:: Material for the task

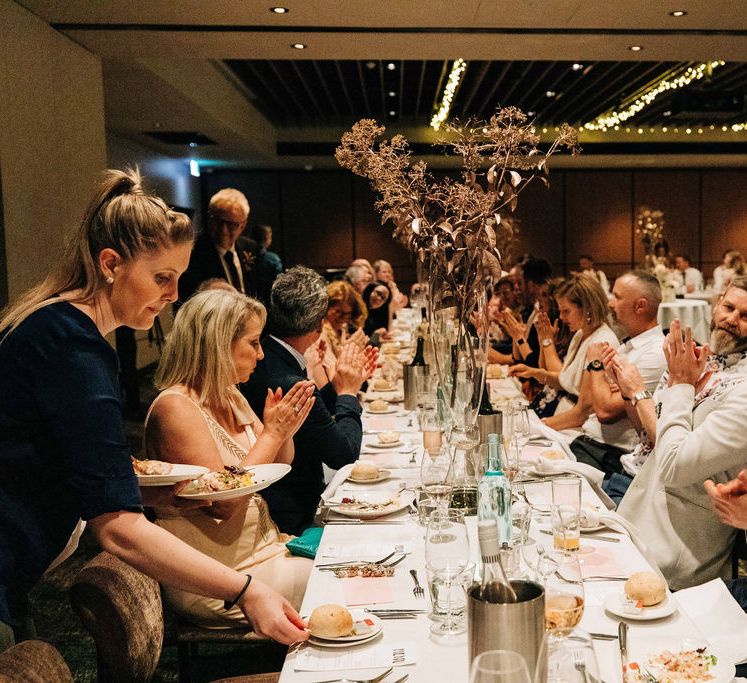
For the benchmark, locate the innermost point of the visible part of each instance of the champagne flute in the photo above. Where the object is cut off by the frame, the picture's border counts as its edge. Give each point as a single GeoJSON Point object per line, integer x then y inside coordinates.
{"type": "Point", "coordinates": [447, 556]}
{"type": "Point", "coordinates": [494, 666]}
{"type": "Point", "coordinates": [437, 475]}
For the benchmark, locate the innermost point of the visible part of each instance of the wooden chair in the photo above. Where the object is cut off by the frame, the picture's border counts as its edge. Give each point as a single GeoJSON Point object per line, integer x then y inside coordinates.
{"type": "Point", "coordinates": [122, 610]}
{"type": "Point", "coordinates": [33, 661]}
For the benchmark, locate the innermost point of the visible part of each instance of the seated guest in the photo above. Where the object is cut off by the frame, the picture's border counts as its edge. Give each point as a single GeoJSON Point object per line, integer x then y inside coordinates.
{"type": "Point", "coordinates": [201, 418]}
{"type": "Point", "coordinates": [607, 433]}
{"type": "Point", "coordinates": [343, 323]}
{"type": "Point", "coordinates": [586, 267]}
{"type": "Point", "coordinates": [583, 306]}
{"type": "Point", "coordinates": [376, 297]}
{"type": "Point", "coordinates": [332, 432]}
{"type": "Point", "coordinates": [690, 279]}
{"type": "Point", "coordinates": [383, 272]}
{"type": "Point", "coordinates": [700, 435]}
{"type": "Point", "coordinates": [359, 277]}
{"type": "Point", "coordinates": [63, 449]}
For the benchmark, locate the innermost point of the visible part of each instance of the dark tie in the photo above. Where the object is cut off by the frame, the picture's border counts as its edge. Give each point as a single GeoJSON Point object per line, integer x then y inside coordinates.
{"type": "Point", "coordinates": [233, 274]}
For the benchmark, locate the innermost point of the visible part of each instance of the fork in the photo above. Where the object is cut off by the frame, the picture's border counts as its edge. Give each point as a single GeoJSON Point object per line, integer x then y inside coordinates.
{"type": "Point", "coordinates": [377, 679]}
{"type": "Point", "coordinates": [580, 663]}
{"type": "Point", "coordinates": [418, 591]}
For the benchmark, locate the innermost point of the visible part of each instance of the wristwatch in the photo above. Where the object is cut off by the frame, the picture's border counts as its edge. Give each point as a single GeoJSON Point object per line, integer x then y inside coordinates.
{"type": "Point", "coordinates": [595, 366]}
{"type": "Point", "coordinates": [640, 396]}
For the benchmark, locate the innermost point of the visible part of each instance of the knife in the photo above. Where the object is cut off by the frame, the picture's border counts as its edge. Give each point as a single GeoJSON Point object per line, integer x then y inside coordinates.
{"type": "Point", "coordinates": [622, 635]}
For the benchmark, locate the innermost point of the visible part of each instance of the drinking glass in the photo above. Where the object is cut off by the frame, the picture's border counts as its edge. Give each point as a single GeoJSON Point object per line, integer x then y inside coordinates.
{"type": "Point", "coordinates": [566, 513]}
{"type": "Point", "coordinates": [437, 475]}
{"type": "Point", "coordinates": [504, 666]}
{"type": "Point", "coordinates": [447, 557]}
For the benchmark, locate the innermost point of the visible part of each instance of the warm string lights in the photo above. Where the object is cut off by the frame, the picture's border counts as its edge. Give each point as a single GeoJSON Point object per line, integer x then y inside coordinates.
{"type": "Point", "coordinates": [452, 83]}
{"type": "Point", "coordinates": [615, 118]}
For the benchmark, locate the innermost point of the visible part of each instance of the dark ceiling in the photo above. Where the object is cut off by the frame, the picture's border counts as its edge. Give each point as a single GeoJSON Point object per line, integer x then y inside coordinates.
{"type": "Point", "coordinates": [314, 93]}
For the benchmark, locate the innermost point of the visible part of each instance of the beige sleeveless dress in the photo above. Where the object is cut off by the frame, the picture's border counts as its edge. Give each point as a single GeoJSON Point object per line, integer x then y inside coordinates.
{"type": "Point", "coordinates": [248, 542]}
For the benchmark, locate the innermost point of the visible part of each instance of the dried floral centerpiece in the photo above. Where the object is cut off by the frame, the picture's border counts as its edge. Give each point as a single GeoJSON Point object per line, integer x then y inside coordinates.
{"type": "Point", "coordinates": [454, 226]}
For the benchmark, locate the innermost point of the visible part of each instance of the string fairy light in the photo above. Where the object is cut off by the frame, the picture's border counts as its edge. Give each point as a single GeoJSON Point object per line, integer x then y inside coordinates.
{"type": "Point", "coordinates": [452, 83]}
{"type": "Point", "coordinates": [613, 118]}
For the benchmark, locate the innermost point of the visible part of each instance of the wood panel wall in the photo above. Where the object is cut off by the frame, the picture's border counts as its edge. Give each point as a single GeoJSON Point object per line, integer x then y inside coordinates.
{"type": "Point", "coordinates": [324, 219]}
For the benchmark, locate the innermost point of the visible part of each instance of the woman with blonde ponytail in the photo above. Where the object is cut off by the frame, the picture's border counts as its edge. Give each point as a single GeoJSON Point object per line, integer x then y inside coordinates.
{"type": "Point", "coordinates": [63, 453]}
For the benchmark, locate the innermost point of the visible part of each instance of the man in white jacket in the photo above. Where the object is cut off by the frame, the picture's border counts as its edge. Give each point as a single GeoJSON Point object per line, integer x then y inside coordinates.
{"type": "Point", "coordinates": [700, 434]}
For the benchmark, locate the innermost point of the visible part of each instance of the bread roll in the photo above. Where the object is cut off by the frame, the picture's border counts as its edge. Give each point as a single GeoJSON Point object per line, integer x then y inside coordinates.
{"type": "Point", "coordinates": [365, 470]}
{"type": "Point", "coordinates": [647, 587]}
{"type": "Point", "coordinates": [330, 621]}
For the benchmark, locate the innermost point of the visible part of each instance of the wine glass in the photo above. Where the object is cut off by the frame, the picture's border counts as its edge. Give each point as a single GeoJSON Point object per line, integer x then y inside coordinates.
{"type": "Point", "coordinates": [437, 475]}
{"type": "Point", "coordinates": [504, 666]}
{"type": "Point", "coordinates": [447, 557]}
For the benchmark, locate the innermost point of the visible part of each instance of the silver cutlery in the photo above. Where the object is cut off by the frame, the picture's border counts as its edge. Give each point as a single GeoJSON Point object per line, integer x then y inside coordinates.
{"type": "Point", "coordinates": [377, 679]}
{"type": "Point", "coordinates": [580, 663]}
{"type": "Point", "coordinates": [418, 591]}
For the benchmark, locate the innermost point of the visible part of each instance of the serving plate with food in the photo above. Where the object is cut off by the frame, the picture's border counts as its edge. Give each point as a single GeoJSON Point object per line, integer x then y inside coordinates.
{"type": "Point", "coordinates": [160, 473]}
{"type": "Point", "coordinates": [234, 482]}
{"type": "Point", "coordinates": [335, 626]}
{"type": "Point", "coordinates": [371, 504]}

::::

▶ Problem requirements: Every line above should be returned exactly; the pictures stay out.

▶ Answer to this problem:
For the benchmark, locate the innermost point of the visible part of each instance of the champagne flute in the photo above. Where the object is cut off by the frame, the picture's border counts as its edge. Give each point as a single GeoJSON Point object per line, integer x then y inside coordinates.
{"type": "Point", "coordinates": [447, 556]}
{"type": "Point", "coordinates": [494, 666]}
{"type": "Point", "coordinates": [437, 475]}
For the benchmark, locate the innermost point of the visible part of each instance of the wooden chair in the photo above. Where the object is cut off by the frame, the picture's border counts as its edge. Give each point as a single GeoJSON Point object per line, integer x then y inside coordinates.
{"type": "Point", "coordinates": [122, 610]}
{"type": "Point", "coordinates": [33, 661]}
For the benchmark, locate the innermost point of the visible part of each instance of the seated guest in the photo above. Where the object is cut off by the frame, the picture's border counts as its edge. Give each point as a single GeoJSON Point object per line, integer x then y inside coordinates.
{"type": "Point", "coordinates": [201, 418]}
{"type": "Point", "coordinates": [607, 433]}
{"type": "Point", "coordinates": [343, 323]}
{"type": "Point", "coordinates": [586, 267]}
{"type": "Point", "coordinates": [583, 306]}
{"type": "Point", "coordinates": [376, 297]}
{"type": "Point", "coordinates": [332, 432]}
{"type": "Point", "coordinates": [690, 279]}
{"type": "Point", "coordinates": [383, 272]}
{"type": "Point", "coordinates": [700, 435]}
{"type": "Point", "coordinates": [359, 277]}
{"type": "Point", "coordinates": [63, 449]}
For the benchmark, locate the innermost point of the visible part of each instance of the dark tie in the photo above. Where the object is cut off by the frame, the picture's border counts as its edge. Give each point as a single GeoJSON Point object per line, integer x then y inside coordinates.
{"type": "Point", "coordinates": [233, 274]}
For the benchmark, locate the innermost point of the visible part of each instance of the fork in the photo above. Where the object is cut off by the frame, the picture's border counts as its edge. Give each point as a single GeoJSON Point object per line, integer x then y inside coordinates.
{"type": "Point", "coordinates": [377, 679]}
{"type": "Point", "coordinates": [580, 663]}
{"type": "Point", "coordinates": [418, 591]}
For the benchmark, locate the innermost point of the visible part of each instance of the wristwatch in the photo above. Where the object is cut off by the frame, the picture's border counts as its edge. Give each point as a single GeoJSON Point object per line, integer x then y inside coordinates.
{"type": "Point", "coordinates": [595, 366]}
{"type": "Point", "coordinates": [640, 396]}
For the benchmark, locate the innermost point of the visible part of each instance of the knife in the photo above. Where the object is cut off by the frame, the picture's border counts as its edge. Give each point as a single GeoJSON Point object per line, integer x then y inside coordinates.
{"type": "Point", "coordinates": [622, 635]}
For the benchmark, locate the innermost point of the visible part of each instance of the drinking glass in the photo above. Where the object is cut off by the frame, the picture's border counts as its edge. Give each point as a single GeoJSON Point object per line, integer x then y inside coordinates.
{"type": "Point", "coordinates": [566, 513]}
{"type": "Point", "coordinates": [437, 475]}
{"type": "Point", "coordinates": [504, 666]}
{"type": "Point", "coordinates": [447, 557]}
For the benchmark, locate the innermost point of the visible part of each instance of the warm string lights in the photo above. Where the object is cut off by the frame, the picture's border counts as its edge. Give each point as a single GeoJSON Point object per line, integer x then y inside coordinates.
{"type": "Point", "coordinates": [452, 83]}
{"type": "Point", "coordinates": [615, 118]}
For the benchmark, locate the innermost point of the visible part of each instance of the dark ceiling in the photo above. Where the object is cut off by the frame, the picture's border counts as its edge. Give each point as a single GeoJSON Point object per line, integer x then y inside coordinates.
{"type": "Point", "coordinates": [314, 93]}
For the benchmark, locate the innermost point of the visible part of each instance of the beige sleeveless dress in the photo above. Where the object is cut off by the frame, the picture's border counts as its edge. Give each point as a single GeoJSON Point object per line, integer x then y inside coordinates.
{"type": "Point", "coordinates": [248, 542]}
For the benchmark, locate the innermost point of the visible part of each instance of the dried floral centerpiece in the photo above. Where the object is cut off by the frame, the picture's border counts as its edge. Give each point as a single GeoJSON Point object per line, integer x then y inside coordinates.
{"type": "Point", "coordinates": [454, 226]}
For the benchmark, locate the innermost point of the visible part of each instance of the string fairy light in the photo above. Where the object is cut off by the frame, the picture's border counts as its edge. Give each point as a single GeoJSON Point object per line, integer x then y inside coordinates.
{"type": "Point", "coordinates": [452, 83]}
{"type": "Point", "coordinates": [613, 118]}
For the benchmark, locate the innermost point of the visible part of each instance of the wood panel wall in the photo above. Where the object is cut off by the frame, the picture's border counts as its edge. Give each point as a single GeoJSON Point object per line, integer x then y inside coordinates.
{"type": "Point", "coordinates": [324, 219]}
For the benchmark, locate the innermost point of the visible part of each instance of the woman with blonde ponytail in the photo above. Where the object is cut off by the frame, the picture's border counts as its edge. Give each point as a single GeoJSON Point object per line, integer x then y inside coordinates.
{"type": "Point", "coordinates": [63, 453]}
For the benchmark, locate the innermost point of the visible part of each instance of the man in white jacket in the photo above. Where the object is cut off by the frame, the picture's border counts as its edge. Give each point as a single GeoJSON Point object per line, integer x then y inside coordinates.
{"type": "Point", "coordinates": [700, 434]}
For the benchmark, locate the innermost point of the visible part of each instance of the bread roll in the photo above. Where the object is cut off by the frame, the picture's border counts as its edge. Give each point as a single GeoJSON Point object per line, integer x then y inside coordinates.
{"type": "Point", "coordinates": [365, 470]}
{"type": "Point", "coordinates": [647, 587]}
{"type": "Point", "coordinates": [330, 621]}
For the benchmark, locate the innermost point of the visible part of each instance of the wine glass in the photo above. Where the object is cut off by the frame, the picture's border counts as its edge. Give each point as a single GeoJSON Point object per line, integer x then y inside coordinates.
{"type": "Point", "coordinates": [437, 475]}
{"type": "Point", "coordinates": [504, 666]}
{"type": "Point", "coordinates": [447, 557]}
For the benchmark, locate the innermost point of the visible part of each instance of the silver cutlery in the photo above. Where the object is cut off by the frame, the picture's border counts as its edge. Give each point as a single GeoJSON Point object per line, integer x then y inside coordinates.
{"type": "Point", "coordinates": [377, 679]}
{"type": "Point", "coordinates": [580, 663]}
{"type": "Point", "coordinates": [418, 591]}
For the benchmark, locate the innermost point of the visible part of each instance of the serving plate with food in the photo above. Where the object is cut off by the frame, the picture's border counts as its edge. Give each point as a single GeoJSON Point object per line, integer x then y inside coordinates.
{"type": "Point", "coordinates": [160, 473]}
{"type": "Point", "coordinates": [234, 482]}
{"type": "Point", "coordinates": [335, 626]}
{"type": "Point", "coordinates": [371, 504]}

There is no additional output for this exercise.